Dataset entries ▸
# # # # # # #
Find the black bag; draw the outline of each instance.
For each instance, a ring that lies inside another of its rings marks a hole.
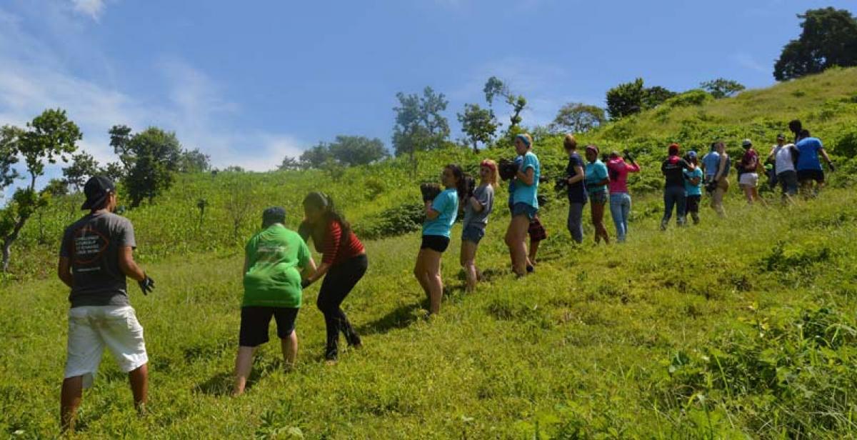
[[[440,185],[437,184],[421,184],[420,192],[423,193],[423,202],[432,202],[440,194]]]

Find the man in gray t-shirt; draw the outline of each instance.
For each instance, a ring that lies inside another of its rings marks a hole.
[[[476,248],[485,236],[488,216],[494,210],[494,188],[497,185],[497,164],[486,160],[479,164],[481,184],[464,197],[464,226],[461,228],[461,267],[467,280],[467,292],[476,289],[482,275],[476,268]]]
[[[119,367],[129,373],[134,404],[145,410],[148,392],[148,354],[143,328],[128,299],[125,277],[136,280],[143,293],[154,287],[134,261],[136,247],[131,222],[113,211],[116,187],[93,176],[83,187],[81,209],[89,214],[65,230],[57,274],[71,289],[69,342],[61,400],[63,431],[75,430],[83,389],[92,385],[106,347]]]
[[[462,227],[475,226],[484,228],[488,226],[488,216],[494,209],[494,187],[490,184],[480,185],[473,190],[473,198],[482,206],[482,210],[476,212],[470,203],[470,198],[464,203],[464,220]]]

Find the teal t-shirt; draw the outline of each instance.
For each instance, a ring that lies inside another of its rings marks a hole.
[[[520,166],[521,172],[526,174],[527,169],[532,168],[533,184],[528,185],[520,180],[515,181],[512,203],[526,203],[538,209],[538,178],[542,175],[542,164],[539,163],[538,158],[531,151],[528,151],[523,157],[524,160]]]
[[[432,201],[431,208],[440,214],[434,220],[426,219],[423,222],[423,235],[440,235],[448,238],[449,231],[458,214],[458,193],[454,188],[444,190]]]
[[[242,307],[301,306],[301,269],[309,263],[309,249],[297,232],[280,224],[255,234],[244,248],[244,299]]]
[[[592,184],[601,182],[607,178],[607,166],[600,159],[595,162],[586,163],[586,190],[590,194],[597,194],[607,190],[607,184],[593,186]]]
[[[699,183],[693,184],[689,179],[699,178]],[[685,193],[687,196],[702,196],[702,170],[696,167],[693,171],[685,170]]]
# # # # # # #
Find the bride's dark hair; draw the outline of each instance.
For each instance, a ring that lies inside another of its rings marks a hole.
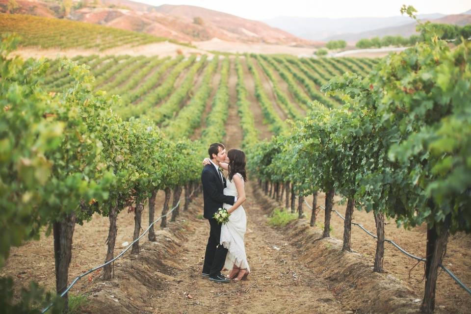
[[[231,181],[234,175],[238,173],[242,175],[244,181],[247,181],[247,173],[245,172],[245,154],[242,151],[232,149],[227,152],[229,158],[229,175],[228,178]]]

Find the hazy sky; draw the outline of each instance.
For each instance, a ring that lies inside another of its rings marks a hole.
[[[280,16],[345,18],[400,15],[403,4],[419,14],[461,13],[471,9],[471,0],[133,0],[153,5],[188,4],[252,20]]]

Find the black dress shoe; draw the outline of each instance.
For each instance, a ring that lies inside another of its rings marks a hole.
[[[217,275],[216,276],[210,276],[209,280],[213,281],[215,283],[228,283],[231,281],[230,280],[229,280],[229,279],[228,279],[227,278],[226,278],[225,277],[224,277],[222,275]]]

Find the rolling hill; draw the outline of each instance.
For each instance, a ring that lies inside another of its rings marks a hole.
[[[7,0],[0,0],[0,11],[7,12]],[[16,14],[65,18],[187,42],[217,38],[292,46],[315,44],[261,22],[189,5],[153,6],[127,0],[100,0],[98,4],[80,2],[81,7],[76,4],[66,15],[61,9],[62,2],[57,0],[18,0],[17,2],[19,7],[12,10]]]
# # # # # # #
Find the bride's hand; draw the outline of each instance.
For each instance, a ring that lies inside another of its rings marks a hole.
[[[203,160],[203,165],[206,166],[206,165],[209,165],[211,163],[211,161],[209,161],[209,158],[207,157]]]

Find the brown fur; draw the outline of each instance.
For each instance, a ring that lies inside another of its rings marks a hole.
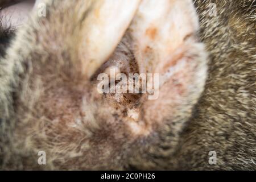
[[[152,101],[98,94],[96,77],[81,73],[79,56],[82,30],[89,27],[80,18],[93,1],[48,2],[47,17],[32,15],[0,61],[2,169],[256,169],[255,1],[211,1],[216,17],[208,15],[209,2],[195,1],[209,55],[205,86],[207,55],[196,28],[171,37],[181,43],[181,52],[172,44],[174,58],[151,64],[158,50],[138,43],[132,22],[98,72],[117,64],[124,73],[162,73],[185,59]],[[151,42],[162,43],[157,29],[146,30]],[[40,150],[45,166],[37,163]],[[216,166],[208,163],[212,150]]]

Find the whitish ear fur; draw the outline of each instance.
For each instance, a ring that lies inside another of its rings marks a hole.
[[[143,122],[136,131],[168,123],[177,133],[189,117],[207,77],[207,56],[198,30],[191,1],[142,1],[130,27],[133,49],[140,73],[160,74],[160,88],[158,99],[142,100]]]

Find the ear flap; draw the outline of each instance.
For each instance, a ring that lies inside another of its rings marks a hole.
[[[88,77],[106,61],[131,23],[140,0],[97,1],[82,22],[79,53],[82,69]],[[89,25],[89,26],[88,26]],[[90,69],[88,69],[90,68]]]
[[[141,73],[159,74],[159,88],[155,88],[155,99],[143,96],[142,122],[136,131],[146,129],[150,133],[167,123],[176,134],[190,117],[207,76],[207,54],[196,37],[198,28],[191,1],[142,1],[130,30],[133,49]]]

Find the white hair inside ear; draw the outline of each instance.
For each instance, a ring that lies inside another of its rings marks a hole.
# # # # # # #
How many lines in the listing above contain the word "outline"? Reply with the number alone.

Written reply ▸ 12